Task to complete:
Look through the records below for the line with "Query: wheel arch" and the line with "Query: bush", then return those lines and all lines between, exactly.

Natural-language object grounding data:
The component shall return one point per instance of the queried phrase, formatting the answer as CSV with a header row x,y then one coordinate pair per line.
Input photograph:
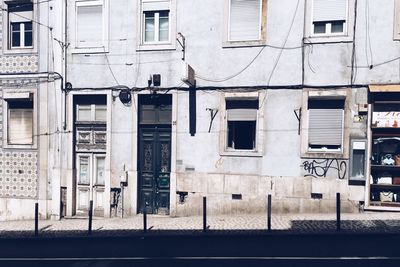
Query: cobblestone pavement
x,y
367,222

--

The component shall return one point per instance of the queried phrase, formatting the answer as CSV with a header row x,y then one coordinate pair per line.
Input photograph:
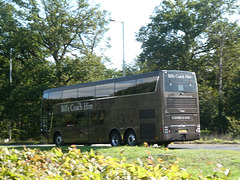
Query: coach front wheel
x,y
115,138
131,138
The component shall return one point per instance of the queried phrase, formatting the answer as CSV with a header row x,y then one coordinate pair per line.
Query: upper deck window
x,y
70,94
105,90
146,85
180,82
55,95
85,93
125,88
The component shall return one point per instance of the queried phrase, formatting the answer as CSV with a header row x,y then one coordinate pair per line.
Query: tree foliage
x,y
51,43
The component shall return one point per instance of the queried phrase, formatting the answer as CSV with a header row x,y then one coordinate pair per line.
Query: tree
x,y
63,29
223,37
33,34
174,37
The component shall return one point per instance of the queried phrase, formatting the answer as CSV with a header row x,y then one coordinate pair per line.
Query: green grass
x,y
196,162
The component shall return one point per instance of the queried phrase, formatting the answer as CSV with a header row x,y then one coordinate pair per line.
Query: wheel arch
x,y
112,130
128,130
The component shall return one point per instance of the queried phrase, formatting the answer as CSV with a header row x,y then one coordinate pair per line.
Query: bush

Task response:
Query: wheel arch
x,y
112,130
128,130
The component shall return one point per instance of the queried phrase, formatting the answer as CSV with a header row x,y then one coordinate pair per line.
Query: bush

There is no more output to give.